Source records
------------------------------
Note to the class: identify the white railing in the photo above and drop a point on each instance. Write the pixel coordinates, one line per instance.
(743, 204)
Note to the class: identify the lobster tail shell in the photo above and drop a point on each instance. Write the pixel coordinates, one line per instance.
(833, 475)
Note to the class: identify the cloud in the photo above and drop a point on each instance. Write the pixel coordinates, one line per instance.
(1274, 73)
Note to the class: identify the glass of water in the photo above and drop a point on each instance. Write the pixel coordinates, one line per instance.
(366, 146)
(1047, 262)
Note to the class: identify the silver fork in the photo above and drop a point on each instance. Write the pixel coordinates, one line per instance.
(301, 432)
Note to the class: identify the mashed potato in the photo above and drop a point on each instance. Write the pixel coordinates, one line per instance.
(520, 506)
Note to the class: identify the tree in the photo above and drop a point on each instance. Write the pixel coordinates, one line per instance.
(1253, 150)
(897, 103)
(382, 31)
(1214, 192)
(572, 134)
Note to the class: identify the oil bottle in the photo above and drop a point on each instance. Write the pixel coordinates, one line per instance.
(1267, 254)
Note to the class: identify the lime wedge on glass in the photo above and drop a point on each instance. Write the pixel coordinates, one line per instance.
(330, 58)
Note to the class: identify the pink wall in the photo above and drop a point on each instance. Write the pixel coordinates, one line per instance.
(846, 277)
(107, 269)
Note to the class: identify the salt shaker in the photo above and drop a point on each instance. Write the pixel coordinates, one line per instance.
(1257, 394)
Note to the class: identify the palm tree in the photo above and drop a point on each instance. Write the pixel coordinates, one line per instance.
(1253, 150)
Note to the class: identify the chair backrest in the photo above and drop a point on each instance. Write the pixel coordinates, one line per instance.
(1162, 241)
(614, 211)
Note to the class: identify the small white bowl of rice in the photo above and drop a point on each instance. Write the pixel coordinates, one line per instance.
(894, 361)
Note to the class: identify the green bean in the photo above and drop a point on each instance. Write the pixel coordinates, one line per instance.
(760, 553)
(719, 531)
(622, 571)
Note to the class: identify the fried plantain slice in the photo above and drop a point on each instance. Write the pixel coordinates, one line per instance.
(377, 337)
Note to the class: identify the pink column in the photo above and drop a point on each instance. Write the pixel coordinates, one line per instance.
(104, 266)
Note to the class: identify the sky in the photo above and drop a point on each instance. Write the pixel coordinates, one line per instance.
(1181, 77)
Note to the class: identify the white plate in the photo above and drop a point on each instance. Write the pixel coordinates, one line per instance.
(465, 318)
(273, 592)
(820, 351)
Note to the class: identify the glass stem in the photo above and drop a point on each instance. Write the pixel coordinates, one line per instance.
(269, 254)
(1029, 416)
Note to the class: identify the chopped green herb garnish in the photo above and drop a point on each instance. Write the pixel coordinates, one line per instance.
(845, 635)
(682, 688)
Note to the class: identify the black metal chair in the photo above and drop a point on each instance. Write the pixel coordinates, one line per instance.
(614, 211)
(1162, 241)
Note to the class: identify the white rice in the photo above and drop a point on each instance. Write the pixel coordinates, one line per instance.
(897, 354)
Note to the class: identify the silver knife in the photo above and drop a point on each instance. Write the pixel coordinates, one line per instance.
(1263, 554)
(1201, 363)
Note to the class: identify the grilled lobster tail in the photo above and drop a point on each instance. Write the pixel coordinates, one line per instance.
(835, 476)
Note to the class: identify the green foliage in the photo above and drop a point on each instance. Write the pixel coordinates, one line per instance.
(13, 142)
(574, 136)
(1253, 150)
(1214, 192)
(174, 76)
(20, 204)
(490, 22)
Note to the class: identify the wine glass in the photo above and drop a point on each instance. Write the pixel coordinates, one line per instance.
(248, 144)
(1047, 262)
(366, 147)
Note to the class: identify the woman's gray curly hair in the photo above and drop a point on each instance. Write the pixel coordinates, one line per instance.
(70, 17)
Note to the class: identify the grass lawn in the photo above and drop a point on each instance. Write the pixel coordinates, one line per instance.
------------------------------
EXERCISE: Return every record, word for word.

ANSWER SPACE:
Note to the class: identify the white railing in the photo above and drop a point on each instance. Write the pixel coordinates, one line per instance.
(743, 204)
Note to the class: identify the lobster tail shell in the photo above and drop a point on each instance. Write the pixel coordinates, one line per instance.
(833, 475)
Note to the class: identify the cloud in the photo above and drop a point on each instance. Write the pixel coordinates, one line per instance.
(1274, 73)
Note to the class: identify the glass of water in the photo above and drop a point on each instance. Write the pixel coordinates, one line per instance.
(366, 146)
(1047, 262)
Note to the class: identify the silver fork in the photo above and drop a point on each instance. Write the pixel coordinates, one line per instance.
(301, 432)
Note to the class: identify the mashed potato in the photo above and drop a point on each instance. Write the pixel coordinates, one line per instance.
(520, 506)
Note to the class: identify the tree in the photo above and drop a point on each instance. Write the pixel coordinates, one line per instance.
(1253, 150)
(897, 103)
(382, 31)
(1214, 192)
(572, 134)
Note to the class: identify the oil bottle in the photo above and drop a point on each instance. Write the pixel coordinates, one line per instance.
(1267, 254)
Note to the class: identify the lime wedge on glass in the photo above and drop a point on each instance. Write the pixel coordinates, one line per instance.
(330, 58)
Note to the class: identify the pink wall in the photo above and drop a point on each instance. Write the pixel coordinates, one line per instance.
(846, 277)
(107, 269)
Note to the class: identify the salt shaker in the photo above and drop a point on each instance. Write the pixel coordinates, one line per instance.
(1257, 394)
Note to the class: identify the palm tree in the photo above and drop a point on each instance. Write the pixel coordinates, one line per instance.
(1253, 150)
Note to the class: identify the chair backrest in the photo above and drop a point on each instance. Write the pixel coordinates, one line per instance.
(1162, 241)
(614, 211)
Note to the class: identify the small white bowl of rice in the photo above and drop a point on each instance. Write the pixel coordinates, one line per instance.
(894, 361)
Note to the class: identify the green bean in the photo above and drop a point on each instance. Write the pixel coordinates, one line per instance.
(760, 553)
(719, 531)
(622, 571)
Note to the class: identify the fried plantain slice in the photo above and drop a point on each instance. Write the pixel coordinates, one line per instance.
(377, 337)
Note to the class: identify the pink column in the photo above and drop a point on each instance. Write the pixel coordinates, one line per instance.
(104, 266)
Note to the class: identify the sky in the photo above and drop a point on each instance. Write the pixel coordinates, one line per instance.
(1181, 77)
Note to the class: identify the white plate in the photo above and drop a point on each instance. Write the pixel coordinates, one line per instance.
(465, 318)
(273, 592)
(820, 351)
Note to the class: identify the glass stem in the photo above and drop a point on each instance. Write the pixel coordinates, one line per instance.
(269, 254)
(1029, 416)
Note to the class: identify the chopped green herb garnish in the photo above and drop a point on each instance. Write the pixel coordinates, one line per instance.
(845, 635)
(682, 688)
Note to the class: identify the black metal chair in the photo above and drop a point on each instance. Write the pixel coordinates, one line per instance.
(614, 211)
(1162, 241)
Note to the class: identify the white rice in the photo above and drop a point on each instance. Write the pixel coordinates, one line per instance.
(897, 354)
Note to the class: identify the silver knife in the photo above and drop a point on each instance. Write the pixel coordinates, one line per instance.
(1263, 554)
(1201, 363)
Note to the class: identify the grilled lobster tail in the photo above and drop a point on each instance. Write the pixel coordinates, one line per instance.
(835, 476)
Note to the class: identify the green foliage in the photo above and drop a point on each instance. Write the pixel coordinates, one line per instance.
(13, 142)
(574, 136)
(1253, 150)
(1214, 192)
(174, 76)
(20, 204)
(490, 22)
Note to the class: identify the wine glass in the photo above and drop a point on each instance. Write the pixel coordinates, one line per instance.
(248, 144)
(1047, 262)
(366, 147)
Note to the class: identify the woman's gray curly hair in the photo above and drop a point on each instance. Write the pixel coordinates, one line per instance.
(70, 17)
Note to the class: identify the grass lawn in the photo above and drop a point on each instance. Write the pixel coordinates, one line per instance.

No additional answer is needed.